▸ **Source extract**
—————

One needs to pause here to understand the context. According to a report by Human Rights Watch (HRW), the Croatian police regularly and often violently push back refugees, asylum seekers and migrants to Bosnia and Herzegovina without examining their asylum applications or protection needs.
According to HRW, pushbacks have long been standard procedure for the Croatian border police, and the government has misled EU institutions with distractions and empty promises.
They did not push back Buket, Fatih and their two children and another family of seven with their five small children.
However, they mistreated them and held their kids at gunpoint to find out where they came from as they did not have papers with them.
They refused to give in for a while in custody. While waiting there, the Croatian police denied them food and medicine, despite the men’s pleas for their sick children. They were beaten with batons and were told they had to be fingerprinted so they could be registered in the database.

—————

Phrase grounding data
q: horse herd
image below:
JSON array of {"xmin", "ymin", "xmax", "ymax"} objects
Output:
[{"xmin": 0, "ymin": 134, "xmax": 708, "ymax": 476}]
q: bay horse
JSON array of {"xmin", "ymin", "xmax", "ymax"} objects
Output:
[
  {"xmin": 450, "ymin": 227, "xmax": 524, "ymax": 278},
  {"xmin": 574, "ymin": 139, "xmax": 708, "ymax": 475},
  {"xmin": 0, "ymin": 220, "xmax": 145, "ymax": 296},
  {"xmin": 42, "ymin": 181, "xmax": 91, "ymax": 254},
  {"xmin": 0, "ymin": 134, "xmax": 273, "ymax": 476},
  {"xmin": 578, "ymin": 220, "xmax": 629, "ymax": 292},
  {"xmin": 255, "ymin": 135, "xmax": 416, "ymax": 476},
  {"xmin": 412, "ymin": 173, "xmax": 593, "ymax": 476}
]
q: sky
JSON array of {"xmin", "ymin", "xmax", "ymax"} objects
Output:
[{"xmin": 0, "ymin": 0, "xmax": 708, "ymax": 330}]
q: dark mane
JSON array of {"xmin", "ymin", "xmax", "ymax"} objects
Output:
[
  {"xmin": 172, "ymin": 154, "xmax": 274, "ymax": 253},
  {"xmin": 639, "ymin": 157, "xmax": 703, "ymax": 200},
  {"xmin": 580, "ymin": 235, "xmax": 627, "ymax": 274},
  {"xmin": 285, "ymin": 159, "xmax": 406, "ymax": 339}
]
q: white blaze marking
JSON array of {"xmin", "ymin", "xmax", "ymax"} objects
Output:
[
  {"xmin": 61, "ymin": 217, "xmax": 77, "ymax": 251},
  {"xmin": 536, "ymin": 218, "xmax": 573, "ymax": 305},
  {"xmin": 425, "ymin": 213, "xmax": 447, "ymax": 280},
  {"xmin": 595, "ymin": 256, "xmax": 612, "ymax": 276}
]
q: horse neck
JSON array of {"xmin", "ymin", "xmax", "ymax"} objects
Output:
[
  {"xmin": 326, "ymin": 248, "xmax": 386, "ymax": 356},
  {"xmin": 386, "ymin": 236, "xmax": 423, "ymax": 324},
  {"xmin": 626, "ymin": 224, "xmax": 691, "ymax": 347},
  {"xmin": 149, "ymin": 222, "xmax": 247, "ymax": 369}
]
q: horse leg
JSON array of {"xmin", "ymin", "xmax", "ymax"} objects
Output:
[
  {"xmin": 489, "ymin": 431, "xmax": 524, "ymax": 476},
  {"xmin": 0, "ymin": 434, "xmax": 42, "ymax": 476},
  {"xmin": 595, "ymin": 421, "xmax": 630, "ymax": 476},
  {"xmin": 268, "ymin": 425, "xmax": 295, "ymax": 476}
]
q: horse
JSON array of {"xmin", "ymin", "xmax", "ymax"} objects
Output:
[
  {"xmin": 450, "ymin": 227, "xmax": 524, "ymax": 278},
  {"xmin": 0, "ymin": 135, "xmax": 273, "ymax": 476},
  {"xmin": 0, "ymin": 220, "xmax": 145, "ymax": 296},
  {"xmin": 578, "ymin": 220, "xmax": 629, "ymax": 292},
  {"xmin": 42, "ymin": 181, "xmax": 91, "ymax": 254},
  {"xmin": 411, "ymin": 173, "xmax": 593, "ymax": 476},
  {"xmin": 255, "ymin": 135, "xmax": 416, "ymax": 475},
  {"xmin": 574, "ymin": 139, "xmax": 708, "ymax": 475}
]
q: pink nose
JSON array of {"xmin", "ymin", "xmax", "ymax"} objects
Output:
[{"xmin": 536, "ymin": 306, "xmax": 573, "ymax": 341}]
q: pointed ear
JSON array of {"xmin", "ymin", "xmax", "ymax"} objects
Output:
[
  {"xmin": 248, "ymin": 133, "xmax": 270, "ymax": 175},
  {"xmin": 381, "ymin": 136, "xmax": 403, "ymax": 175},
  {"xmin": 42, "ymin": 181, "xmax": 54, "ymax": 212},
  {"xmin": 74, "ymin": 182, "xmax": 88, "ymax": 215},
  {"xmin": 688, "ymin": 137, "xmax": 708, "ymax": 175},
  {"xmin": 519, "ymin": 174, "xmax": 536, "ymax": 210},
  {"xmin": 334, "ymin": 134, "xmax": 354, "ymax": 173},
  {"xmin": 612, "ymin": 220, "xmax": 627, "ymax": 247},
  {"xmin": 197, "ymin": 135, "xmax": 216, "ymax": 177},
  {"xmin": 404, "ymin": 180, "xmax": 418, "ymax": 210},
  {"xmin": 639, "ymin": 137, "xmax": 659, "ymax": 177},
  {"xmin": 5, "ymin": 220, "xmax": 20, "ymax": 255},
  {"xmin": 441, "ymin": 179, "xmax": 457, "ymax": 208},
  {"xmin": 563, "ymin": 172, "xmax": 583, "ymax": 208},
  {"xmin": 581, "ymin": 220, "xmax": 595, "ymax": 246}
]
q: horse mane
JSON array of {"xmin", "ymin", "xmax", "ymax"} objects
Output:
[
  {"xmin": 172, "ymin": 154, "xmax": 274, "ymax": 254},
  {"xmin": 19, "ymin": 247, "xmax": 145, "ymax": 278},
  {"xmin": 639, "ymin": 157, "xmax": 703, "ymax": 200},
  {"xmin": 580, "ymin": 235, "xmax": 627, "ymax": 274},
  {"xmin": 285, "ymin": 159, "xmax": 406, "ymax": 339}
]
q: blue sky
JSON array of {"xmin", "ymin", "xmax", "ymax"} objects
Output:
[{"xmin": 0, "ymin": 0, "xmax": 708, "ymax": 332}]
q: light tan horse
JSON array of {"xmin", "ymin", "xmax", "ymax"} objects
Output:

—————

▸ **Assigned task A**
Using the passage on Croatian border police, decide whether each statement agrees with it: (i) HRW reports that Croatian police push people back to Bosnia and Herzegovina without examining their asylum applications; (ii) Buket, Fatih and their two children were pushed back; (iii) the police gave medicine to the sick children after the men pleaded. Answer yes or no for each and quote the words that decide it.
▸ **Assigned task B**
Pick up the passage on Croatian border police after its last sentence and continue it.

▸ **Task answer A**
(i) Yes: "the Croatian police regularly and often violently push back refugees, asylum seekers and migrants to Bosnia and Herzegovina without examining their asylum applications or protection needs."
(ii) No: "They did not push back Buket, Fatih and their two children"
(iii) No: "the Croatian police denied them food and medicine, despite the men’s pleas for their sick children."

▸ **Task answer B**
Buket and Fatih wanted to go far away, where they would have better opportunities for their children after all they had been through in their home country. If they went there with their fingerprints taken in Croatia, they would be sent back under the so-called Dublin procedure and possibly even deported to Turkey from Croatia.
But their will was broken by denying them food, mistreating them and threatening them with deportation to Turkey if they refused to allow themselves to be fingerprinted.
After they did so, they were released by the Croatian authorities and went to Norway in August 2023.
Norway deports the family
In Norway, when they applied for asylum, Buket’s fingerprints showed up in the database. But there were no sign of Fatih’s fingerprints.
Later on, Buket found that it was a common practice by Croatian authorities to deny asylum to male asylum seekers, as they did not register their data in the system.
Norway ruled to send Buket back to Croatia, and under the Dublin procedure Fatih is being sent back with her because they are a family.
In 2022 the Council of State in the Netherlands ruled that the Dublin transfer of persons who have applied for asylum in the Netherlands to Croatia should be reconsidered in view of the risk of deportation, which violates Article 4 of the Charter of Fundamental Rights and Article 3 of the European Convention on Human Rights.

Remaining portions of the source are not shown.